* **What is expected**
Put the listing below, from its start down to the line containing "0 13 1000 669", into a two-column CSV with the header instruction,boxes. Each row holds one instruction and the coordinate lines that follow its "Output:", with both fields in double quotes and line breaks replaced by spaces.
§ §
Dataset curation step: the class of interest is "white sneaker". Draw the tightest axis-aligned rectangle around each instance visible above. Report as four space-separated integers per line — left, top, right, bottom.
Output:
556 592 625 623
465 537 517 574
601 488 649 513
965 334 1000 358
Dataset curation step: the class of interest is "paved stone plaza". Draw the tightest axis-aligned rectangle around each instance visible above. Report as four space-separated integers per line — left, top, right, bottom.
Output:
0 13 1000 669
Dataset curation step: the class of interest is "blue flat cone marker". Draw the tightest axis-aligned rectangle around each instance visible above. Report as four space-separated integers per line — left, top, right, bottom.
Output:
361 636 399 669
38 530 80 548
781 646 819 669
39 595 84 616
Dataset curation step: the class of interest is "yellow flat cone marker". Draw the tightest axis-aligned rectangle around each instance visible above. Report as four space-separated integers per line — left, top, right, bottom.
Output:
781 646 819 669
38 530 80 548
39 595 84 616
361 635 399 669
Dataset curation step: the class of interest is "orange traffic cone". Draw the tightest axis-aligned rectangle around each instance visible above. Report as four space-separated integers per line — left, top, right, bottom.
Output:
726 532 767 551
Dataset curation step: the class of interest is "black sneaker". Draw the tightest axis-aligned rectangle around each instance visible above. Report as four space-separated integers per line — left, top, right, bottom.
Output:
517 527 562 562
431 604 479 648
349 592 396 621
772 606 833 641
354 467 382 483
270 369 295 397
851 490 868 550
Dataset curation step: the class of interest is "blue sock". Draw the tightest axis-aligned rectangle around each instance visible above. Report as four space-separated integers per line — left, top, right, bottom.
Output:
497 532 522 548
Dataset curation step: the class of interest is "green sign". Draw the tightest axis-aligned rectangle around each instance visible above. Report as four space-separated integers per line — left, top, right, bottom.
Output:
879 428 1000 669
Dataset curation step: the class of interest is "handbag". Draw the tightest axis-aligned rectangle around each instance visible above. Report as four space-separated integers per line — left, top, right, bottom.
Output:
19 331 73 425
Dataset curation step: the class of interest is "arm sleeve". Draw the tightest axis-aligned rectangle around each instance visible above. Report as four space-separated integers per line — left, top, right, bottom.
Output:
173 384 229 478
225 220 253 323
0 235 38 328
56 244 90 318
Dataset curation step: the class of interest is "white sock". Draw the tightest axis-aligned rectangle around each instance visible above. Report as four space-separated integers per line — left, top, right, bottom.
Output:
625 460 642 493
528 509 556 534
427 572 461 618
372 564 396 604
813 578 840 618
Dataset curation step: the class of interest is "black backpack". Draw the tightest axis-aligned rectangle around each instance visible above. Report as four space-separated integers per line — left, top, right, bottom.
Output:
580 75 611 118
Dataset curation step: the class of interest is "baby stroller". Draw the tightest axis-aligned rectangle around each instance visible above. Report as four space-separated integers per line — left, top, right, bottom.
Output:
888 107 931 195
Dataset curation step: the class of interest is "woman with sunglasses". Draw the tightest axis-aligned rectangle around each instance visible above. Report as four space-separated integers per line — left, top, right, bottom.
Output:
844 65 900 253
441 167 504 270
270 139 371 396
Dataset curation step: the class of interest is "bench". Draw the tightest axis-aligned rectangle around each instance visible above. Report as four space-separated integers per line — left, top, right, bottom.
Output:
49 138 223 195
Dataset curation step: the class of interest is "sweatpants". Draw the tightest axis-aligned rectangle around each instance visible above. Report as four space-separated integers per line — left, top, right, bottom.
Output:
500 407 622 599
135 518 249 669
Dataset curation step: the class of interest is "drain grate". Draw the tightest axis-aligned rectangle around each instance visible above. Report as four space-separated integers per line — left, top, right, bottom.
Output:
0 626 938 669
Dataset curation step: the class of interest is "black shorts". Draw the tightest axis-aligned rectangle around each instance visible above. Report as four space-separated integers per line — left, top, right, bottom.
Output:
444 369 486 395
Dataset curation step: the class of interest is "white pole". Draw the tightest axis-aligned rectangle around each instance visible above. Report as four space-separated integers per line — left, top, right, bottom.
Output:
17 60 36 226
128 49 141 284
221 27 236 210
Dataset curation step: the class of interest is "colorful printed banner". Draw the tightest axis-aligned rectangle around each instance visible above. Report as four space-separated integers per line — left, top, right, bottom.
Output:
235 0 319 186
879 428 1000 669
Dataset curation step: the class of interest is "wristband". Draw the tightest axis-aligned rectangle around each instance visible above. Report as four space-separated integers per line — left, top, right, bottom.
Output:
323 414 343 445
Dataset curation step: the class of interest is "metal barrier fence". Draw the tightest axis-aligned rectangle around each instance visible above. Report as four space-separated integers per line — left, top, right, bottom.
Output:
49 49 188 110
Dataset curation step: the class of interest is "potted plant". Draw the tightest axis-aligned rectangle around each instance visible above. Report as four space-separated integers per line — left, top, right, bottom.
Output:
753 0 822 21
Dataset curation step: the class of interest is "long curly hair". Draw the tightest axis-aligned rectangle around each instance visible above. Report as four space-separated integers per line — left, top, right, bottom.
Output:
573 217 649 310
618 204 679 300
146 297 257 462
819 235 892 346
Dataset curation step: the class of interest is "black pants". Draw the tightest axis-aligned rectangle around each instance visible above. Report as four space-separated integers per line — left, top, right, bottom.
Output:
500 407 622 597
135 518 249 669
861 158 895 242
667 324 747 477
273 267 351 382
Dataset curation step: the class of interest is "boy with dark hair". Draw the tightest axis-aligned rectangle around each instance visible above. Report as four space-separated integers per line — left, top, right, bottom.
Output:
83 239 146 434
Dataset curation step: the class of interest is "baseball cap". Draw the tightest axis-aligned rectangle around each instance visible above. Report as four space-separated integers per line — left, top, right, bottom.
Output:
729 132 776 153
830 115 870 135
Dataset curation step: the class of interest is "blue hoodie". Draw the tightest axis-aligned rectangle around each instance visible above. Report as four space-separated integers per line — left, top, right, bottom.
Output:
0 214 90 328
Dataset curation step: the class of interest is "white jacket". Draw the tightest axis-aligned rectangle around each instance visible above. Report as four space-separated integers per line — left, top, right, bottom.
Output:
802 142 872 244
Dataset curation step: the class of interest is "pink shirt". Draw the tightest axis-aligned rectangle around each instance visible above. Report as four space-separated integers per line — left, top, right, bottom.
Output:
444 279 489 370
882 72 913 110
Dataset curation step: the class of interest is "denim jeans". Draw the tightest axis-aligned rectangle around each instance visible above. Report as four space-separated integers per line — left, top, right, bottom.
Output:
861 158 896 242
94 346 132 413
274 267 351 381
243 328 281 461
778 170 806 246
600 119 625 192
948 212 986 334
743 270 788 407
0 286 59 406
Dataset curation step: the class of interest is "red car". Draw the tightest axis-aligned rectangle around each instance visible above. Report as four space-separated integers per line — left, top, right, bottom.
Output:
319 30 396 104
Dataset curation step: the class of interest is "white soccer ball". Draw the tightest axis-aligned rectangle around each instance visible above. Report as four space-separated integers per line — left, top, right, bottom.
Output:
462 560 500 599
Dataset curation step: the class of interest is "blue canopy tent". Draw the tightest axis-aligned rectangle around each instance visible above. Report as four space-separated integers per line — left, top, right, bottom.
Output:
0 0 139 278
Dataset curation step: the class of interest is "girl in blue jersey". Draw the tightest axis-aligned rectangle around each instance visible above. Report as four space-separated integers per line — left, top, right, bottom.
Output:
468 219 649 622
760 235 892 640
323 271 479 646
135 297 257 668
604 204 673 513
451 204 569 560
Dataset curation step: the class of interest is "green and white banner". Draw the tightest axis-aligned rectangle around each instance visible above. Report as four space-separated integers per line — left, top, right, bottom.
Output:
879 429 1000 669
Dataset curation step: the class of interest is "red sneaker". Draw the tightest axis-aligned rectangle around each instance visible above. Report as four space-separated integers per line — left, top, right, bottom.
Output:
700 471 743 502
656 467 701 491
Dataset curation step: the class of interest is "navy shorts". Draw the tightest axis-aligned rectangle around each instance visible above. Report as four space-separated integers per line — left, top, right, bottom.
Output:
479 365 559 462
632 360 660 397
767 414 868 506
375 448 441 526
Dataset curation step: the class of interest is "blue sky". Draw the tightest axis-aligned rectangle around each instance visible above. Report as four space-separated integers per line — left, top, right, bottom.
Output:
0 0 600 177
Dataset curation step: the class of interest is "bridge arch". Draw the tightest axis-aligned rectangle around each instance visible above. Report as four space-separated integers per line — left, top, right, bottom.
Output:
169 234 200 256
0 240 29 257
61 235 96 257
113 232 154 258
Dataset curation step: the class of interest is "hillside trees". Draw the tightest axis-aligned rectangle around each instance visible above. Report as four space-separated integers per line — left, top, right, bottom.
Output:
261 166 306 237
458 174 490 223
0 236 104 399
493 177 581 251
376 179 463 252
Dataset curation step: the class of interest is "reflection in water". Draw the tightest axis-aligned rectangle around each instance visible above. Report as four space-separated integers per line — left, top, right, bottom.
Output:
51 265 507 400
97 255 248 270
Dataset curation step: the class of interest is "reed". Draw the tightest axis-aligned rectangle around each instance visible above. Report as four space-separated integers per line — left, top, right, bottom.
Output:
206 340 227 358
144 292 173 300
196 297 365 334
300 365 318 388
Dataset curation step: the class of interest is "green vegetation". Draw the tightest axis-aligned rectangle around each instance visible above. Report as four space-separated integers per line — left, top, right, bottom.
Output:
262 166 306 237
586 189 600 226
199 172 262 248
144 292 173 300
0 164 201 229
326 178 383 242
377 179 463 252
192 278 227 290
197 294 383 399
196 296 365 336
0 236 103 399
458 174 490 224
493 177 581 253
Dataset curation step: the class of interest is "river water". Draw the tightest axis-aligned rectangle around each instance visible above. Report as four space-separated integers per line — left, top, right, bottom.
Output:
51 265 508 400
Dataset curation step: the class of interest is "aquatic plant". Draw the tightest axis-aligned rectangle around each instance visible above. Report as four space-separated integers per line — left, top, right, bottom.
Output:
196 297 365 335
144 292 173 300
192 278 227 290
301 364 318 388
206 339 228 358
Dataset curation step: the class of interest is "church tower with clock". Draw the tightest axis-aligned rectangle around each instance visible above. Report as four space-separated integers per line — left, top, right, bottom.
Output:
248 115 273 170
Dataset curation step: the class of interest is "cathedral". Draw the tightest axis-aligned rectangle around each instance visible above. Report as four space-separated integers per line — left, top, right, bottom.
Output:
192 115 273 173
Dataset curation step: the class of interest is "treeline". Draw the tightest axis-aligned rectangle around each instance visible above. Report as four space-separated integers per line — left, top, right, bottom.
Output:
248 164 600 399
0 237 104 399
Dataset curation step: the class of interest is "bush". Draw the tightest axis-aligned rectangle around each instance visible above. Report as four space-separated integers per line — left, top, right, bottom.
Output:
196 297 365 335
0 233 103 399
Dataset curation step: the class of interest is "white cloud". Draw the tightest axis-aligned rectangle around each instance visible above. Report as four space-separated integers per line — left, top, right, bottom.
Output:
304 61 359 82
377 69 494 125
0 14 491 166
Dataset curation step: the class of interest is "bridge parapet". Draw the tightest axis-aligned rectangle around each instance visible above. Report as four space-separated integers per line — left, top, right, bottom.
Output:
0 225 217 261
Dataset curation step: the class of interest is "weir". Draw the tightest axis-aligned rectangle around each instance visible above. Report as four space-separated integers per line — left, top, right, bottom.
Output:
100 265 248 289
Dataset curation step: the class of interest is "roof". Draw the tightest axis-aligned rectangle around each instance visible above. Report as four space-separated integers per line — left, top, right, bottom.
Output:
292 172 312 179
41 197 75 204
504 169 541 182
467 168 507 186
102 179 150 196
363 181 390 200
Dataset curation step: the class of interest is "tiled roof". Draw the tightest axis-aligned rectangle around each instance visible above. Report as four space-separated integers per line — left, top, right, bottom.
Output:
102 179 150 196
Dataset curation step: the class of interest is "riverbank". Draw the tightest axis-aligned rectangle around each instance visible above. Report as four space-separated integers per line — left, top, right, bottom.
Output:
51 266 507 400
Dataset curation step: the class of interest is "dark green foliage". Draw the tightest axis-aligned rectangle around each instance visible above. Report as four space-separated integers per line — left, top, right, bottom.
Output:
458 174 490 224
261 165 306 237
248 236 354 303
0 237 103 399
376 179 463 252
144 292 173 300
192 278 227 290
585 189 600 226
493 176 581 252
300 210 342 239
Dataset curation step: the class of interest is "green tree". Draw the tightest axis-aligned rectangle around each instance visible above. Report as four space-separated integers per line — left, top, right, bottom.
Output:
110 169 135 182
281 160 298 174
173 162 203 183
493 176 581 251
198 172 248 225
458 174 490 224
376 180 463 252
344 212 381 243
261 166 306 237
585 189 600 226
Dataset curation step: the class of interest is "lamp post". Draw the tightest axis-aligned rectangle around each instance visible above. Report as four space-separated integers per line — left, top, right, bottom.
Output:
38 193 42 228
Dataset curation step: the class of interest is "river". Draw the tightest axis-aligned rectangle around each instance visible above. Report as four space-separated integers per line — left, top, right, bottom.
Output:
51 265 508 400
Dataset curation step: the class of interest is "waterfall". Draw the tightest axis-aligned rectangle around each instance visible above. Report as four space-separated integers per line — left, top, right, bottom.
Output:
§ §
* **Task output**
instruction,boxes
"Dataset curation step: the class of interest is ""white sneaker"". Draw the tightest axis-aligned rectangle around each instance visible above. Report as four space-separated integers per line — left, top, right, bottom. Output:","556 592 625 623 465 537 517 574 601 488 649 513 965 334 1000 358"
"Dataset curation step: the class of interest is ""paved stone plaza"". Draw the tightest axis-aligned rectangle around each instance visible above. Report as four space-separated integers per line — left, top, right, bottom. Output:","0 13 1000 669"